## WORK TO COMPLETE
Rewrite every line of text in the records below as a JSON list of strings, with one string per line and no blank lines. Leave the pictures out of the answer.

## DATASET EXTRACT
◆ ◆ ◆ ◆ ◆

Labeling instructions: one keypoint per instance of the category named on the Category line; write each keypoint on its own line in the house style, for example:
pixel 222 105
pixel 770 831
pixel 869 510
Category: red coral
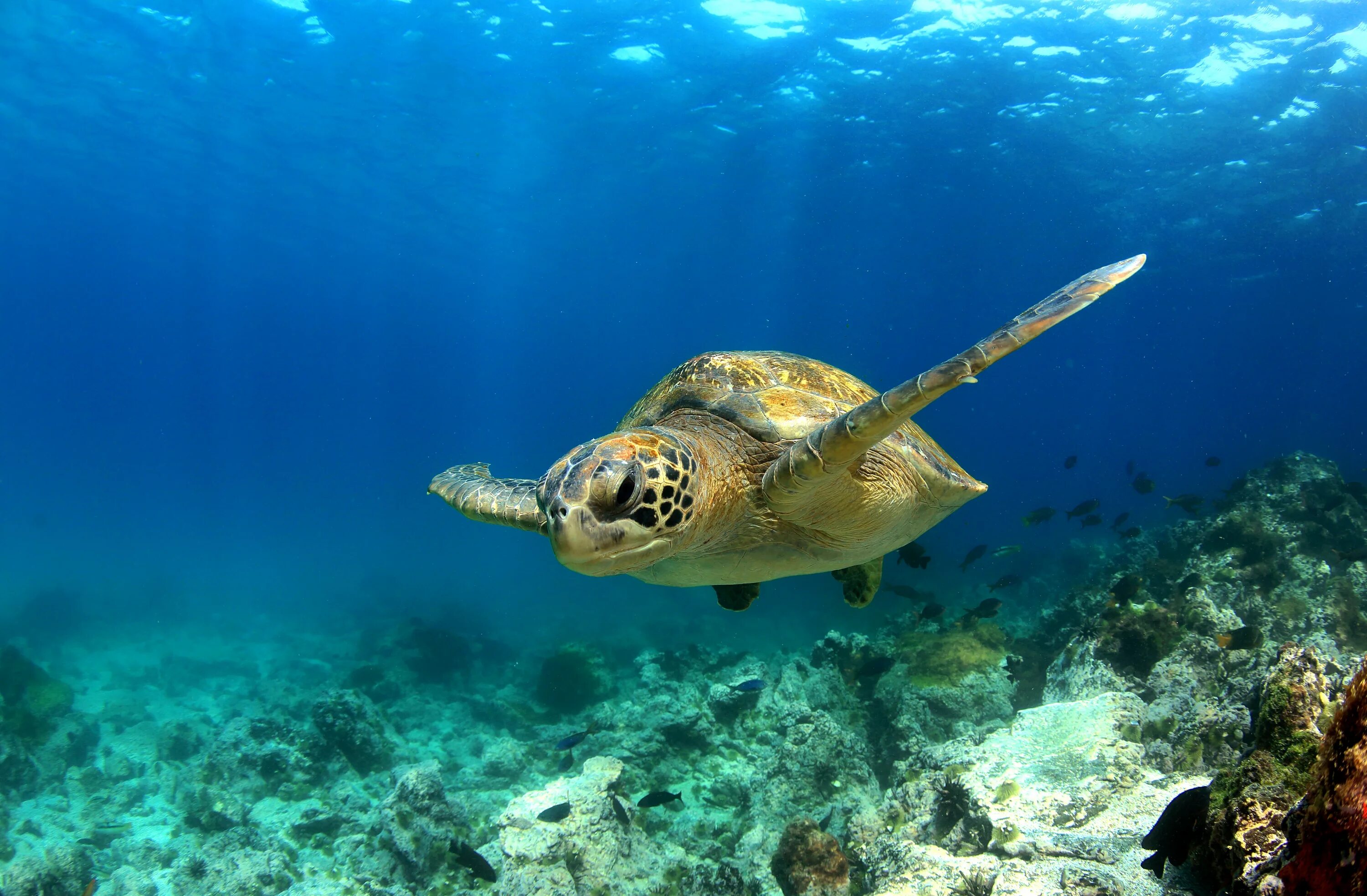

◆ ◆ ◆ ◆ ◆

## RESULT OF THE TASK
[
  "Labeling instructions: one keypoint per instance of the category named on the Category line; write each keypoint on its own line in the house style, for example:",
  "pixel 222 105",
  "pixel 770 831",
  "pixel 869 510",
  "Category: red coral"
]